Copy the material from its first line through the line that contains "[[643, 400, 827, 508], [905, 243, 1012, 294]]", swapping "black athletic shorts" for "navy athletic shorts" and keeping everything else unchanged.
============================================================
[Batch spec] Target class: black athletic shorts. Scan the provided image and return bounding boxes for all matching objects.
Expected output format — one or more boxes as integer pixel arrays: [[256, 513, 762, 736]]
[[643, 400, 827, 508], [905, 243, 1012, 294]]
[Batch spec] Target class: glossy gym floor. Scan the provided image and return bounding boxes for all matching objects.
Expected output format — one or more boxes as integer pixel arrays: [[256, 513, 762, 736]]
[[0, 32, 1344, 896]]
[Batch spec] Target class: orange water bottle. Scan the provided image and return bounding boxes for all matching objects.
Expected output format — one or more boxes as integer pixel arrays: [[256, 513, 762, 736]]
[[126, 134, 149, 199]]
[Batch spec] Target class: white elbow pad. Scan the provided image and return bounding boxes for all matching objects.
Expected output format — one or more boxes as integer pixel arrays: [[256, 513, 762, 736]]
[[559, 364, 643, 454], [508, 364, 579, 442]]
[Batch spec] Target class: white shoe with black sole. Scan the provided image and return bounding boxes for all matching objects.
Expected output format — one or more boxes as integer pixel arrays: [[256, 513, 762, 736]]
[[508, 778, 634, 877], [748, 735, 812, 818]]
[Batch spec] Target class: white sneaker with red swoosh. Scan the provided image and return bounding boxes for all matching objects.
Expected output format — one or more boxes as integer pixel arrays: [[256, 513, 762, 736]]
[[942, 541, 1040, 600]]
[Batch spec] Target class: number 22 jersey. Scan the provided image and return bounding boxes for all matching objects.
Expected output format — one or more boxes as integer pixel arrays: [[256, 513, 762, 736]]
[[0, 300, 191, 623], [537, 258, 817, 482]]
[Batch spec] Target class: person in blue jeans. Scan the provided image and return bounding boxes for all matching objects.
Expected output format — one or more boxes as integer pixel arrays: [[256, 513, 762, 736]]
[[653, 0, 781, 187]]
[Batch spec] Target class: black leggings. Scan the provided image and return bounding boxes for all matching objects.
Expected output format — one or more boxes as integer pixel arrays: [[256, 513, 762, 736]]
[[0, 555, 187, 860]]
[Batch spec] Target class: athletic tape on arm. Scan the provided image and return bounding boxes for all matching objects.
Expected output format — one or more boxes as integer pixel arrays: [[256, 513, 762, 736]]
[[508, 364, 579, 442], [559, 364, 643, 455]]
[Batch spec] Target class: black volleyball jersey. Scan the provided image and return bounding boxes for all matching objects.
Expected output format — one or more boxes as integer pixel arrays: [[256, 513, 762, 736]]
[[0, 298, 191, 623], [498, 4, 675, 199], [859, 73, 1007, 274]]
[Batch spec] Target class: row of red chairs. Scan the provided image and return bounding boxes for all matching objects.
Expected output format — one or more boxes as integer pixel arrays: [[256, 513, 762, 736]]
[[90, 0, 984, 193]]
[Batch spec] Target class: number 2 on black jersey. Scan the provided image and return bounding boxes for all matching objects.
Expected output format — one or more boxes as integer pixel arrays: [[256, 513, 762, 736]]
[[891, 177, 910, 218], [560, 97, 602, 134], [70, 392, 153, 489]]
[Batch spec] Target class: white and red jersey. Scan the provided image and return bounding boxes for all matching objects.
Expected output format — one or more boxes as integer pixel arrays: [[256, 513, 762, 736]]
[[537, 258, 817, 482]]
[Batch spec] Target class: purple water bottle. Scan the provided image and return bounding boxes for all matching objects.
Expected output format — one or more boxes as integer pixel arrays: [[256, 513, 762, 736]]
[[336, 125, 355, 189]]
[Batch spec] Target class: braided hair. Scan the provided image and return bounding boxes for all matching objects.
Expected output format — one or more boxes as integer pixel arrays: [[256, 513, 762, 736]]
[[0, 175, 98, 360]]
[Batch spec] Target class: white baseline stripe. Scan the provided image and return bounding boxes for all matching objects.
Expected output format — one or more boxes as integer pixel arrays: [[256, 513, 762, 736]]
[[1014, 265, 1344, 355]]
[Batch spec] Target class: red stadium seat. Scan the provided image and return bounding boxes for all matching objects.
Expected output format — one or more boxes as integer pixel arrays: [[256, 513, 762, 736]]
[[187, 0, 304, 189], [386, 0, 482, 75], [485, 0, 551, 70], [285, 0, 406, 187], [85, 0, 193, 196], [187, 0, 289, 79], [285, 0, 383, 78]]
============================================================
**Exercise result**:
[Batch spec] Target class: navy athletic shorts. Scan the provided image and return bounding boxes for all matching objects.
Expected output format — one or more boxes as integer pixel arrays: [[256, 513, 762, 736]]
[[643, 400, 827, 508], [905, 243, 1012, 294]]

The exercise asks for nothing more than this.